• Fragmento del texto:
* * * * * * *

Hemos estado unos días en toda la orilla baja de Portugal, y hemos tomado como centro un pequeño núcleo al lado de Tavira. El domingo 15 de Julho compré El País (cuarenta y cinco céntimos de euro más caro que en España, ya que ser suscriptor —de cupones— allí no vale) y el Diário de Notícias con las declaraciones de José Saramago en portada “Portugal acabará por integrar-se na Espanha”. Leí casi toda la entrevista –cuatro páginas del rotativo— ese mismo día en Lagos, donde comimos, y toda la semana he seguido la sección específica abierta por el DN sobre la ‘polémica’ por las declaraciones del autor de O Evangelio segundo Jesus Cristo. Ese mismo día me llamó mi amigo Ángel Campos Pámpano, que estaba en ‘España’, cerca de La Codosera, al lado de ‘Portugal’, y le referí en primicia lo de las declaraciones de Saramago. Noté cierta indolencia en él ante el hecho, como el que vuelve a saber algo ya manido. Para mí Ángel es mi referente ‘portugués’; pero su indiferencia o distancia —y seguro que no soy preciso— no es la mía, y, por eso, me apasioné con la idea ibérica de Saramago. Carmen asentía también cuando comentábamos las declaraciones del Premio Nobel. Es más, Carmen me había dicho días antes que Portugal y España deberían ser la misma ‘cosa’. Lo dijo sin matices, como supongo que lo dijo Saramago, y por ello la polémica.
Hoy, domingo 22 de Julio, El País trae en portada la muerte de Jesús de Polanco y abre Internacional con “La unión de España y Portugal, a debate”, con un texto de Miguel Mora y otro de Miguel Á. Villena, a costa de lo dicho por Saramago hace una semana. Me agrada la idea de hablar sobre Portugal y España, de vivirlas, y tengo amigos que la viven de otra manera. Ojalá no quedase esto en la crónica de una estancia. Que perdure el pensamiento común. En definitiva, la unión la hacemos los que no somos nada.

* * * * * * *

• Material proporcionado:
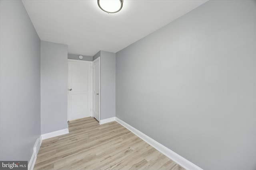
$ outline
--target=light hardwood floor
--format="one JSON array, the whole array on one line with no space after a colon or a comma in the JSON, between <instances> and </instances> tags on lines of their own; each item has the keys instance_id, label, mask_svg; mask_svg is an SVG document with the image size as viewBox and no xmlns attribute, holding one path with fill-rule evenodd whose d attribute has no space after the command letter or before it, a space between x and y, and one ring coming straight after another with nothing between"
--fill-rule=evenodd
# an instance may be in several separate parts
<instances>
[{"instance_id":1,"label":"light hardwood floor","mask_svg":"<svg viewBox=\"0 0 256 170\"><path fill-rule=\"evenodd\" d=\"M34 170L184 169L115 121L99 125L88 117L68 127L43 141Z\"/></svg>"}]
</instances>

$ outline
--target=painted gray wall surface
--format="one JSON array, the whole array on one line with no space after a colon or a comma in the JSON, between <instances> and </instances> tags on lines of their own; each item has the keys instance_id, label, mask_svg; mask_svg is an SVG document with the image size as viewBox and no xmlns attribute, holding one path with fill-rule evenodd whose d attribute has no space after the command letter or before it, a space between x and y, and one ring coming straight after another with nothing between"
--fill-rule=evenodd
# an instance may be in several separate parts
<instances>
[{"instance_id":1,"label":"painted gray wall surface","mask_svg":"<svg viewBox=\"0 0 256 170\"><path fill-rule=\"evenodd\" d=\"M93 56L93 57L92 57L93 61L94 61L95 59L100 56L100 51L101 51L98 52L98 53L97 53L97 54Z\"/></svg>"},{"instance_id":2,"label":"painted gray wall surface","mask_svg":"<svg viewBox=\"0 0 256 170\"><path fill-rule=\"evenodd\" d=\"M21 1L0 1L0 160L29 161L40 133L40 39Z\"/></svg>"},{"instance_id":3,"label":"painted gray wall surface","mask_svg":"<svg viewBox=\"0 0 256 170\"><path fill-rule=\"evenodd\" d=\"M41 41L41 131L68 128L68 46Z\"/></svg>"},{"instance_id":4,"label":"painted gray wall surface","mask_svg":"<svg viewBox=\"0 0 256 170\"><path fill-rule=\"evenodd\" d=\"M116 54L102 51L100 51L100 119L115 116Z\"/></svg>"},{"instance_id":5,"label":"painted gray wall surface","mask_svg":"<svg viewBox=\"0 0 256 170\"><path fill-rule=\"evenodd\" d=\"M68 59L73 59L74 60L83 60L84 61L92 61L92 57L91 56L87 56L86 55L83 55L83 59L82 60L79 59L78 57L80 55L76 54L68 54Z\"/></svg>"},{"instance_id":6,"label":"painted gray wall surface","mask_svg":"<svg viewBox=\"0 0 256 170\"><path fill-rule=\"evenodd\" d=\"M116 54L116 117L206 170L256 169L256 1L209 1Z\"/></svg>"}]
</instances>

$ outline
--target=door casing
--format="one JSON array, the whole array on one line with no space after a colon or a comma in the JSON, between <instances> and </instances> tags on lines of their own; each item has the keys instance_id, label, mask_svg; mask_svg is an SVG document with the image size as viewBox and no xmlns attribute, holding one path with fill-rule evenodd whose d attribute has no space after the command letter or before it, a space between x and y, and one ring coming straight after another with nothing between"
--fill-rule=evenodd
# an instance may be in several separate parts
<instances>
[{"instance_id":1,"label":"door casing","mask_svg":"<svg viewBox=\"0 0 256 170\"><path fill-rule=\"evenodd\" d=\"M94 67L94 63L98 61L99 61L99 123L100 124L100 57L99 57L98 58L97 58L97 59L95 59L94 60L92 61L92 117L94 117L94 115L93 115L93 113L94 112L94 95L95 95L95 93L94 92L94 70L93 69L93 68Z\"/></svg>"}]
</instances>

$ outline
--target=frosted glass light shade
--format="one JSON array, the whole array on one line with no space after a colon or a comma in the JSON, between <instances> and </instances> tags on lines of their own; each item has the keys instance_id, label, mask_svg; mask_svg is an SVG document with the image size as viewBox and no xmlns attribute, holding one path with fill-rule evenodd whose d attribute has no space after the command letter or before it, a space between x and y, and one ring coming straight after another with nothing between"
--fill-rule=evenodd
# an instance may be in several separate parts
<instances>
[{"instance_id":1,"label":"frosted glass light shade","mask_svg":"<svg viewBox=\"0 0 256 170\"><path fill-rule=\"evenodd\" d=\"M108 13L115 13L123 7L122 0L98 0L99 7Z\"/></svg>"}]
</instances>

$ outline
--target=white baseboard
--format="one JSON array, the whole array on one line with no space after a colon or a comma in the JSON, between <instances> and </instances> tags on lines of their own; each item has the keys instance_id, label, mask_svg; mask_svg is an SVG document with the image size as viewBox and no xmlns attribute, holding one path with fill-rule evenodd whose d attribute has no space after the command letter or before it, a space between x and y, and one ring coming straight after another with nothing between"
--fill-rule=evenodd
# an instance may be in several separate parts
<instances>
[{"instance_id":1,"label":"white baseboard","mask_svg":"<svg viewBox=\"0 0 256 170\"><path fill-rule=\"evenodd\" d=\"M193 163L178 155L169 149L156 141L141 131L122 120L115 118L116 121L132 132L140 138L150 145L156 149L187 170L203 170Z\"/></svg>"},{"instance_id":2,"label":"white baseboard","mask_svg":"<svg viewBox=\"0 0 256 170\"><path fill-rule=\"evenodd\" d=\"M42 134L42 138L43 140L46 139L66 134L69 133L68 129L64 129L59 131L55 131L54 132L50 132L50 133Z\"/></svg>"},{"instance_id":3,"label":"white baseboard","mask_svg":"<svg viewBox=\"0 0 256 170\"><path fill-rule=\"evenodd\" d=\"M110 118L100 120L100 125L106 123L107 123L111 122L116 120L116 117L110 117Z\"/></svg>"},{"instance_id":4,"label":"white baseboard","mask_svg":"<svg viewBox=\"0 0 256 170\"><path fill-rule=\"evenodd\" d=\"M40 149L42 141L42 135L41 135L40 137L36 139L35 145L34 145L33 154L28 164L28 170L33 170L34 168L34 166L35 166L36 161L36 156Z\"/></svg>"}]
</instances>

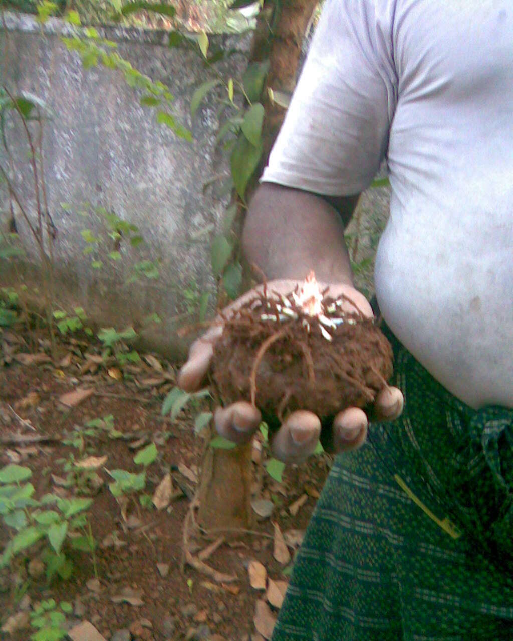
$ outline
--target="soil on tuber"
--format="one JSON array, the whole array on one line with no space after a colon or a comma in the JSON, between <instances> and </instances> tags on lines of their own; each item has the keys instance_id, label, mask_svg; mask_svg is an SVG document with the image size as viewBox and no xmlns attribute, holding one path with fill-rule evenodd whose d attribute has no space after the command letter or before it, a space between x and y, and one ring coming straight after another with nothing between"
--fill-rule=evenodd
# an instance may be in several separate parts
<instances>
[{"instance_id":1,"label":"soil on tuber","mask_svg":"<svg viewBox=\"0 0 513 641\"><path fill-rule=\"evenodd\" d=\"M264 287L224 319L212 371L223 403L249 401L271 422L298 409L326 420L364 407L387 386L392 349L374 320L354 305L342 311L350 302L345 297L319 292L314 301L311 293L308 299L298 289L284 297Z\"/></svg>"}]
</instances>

* * * * * * *

Actualiza el fragmento del texto sobre las declaraciones de Saramago empezando por "Hoy, domingo 22" y siguiendo hasta "no somos nada.", y pon "visita" donde dice "estancia".

Hoy, domingo 22 de Julio, El País trae en portada la muerte de Jesús de Polanco y abre Internacional con “La unión de España y Portugal, a debate”, con un texto de Miguel Mora y otro de Miguel Á. Villena, a costa de lo dicho por Saramago hace una semana. Me agrada la idea de hablar sobre Portugal y España, de vivirlas, y tengo amigos que la viven de otra manera. Ojalá no quedase esto en la crónica de una visita. Que perdure el pensamiento común. En definitiva, la unión la hacemos los que no somos nada.